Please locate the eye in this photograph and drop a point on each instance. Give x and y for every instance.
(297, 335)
■ ■ ■ ■
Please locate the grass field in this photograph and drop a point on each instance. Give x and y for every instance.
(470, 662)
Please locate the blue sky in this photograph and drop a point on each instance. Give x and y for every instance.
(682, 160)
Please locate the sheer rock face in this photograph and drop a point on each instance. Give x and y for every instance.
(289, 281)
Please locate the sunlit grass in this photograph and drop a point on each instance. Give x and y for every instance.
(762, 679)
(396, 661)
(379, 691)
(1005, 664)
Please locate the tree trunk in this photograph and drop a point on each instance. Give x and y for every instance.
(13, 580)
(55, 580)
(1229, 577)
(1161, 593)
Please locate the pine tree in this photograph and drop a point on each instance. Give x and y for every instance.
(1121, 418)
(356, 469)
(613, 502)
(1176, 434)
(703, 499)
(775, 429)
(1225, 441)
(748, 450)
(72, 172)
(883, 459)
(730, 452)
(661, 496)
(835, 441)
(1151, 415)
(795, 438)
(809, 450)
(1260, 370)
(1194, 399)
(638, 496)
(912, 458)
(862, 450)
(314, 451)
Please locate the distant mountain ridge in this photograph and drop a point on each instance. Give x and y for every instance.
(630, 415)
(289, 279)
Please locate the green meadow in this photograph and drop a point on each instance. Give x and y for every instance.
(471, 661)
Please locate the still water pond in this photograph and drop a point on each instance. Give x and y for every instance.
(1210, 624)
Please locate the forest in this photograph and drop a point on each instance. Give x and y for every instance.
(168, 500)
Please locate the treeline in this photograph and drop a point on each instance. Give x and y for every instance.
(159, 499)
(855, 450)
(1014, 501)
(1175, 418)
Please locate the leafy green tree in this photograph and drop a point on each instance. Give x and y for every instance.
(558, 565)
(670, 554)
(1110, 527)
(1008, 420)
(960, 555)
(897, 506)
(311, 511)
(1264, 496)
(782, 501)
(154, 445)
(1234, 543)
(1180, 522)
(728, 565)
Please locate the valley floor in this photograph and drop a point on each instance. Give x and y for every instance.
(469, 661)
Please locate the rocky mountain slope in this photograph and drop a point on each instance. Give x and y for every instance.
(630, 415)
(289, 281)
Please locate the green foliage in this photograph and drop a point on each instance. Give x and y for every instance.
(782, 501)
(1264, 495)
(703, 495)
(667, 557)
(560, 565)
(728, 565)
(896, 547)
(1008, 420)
■ ■ ■ ■
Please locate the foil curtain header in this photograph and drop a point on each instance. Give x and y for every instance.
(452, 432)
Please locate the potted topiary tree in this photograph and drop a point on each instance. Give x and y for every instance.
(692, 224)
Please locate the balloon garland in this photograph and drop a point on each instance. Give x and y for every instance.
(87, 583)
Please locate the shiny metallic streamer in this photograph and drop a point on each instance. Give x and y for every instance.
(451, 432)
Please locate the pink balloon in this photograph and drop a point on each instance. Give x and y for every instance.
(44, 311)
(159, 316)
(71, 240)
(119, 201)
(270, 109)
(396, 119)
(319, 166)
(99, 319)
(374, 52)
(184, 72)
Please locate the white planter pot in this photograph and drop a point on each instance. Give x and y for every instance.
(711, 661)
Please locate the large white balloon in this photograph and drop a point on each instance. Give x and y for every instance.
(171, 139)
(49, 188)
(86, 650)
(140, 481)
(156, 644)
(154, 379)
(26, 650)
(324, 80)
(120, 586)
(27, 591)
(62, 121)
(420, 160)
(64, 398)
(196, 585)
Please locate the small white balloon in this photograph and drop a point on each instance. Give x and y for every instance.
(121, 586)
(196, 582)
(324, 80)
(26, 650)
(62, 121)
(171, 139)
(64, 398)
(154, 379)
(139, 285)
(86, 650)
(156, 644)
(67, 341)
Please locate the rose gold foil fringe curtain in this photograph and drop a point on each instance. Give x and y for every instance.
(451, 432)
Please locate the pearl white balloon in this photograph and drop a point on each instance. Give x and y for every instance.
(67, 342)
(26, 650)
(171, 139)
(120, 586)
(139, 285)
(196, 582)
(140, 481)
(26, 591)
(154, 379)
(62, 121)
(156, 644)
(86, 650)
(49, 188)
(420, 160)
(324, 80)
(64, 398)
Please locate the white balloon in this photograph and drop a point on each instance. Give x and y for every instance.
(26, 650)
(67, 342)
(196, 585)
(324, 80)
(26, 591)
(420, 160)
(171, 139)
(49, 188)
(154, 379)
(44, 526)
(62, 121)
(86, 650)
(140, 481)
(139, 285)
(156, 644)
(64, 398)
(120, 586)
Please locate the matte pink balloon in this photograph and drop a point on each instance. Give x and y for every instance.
■ ■ ■ ■
● Short problem
List each line in the rows above that contains the word "foil", with case counting.

● Result of this exercise
Please locate the foil curtain header in this photograph and drop a point on each instance. Give x and y for every instance.
Please locate the rose gold foil fringe curtain in this photograph and drop a point on each instance. Give x and y for every instance.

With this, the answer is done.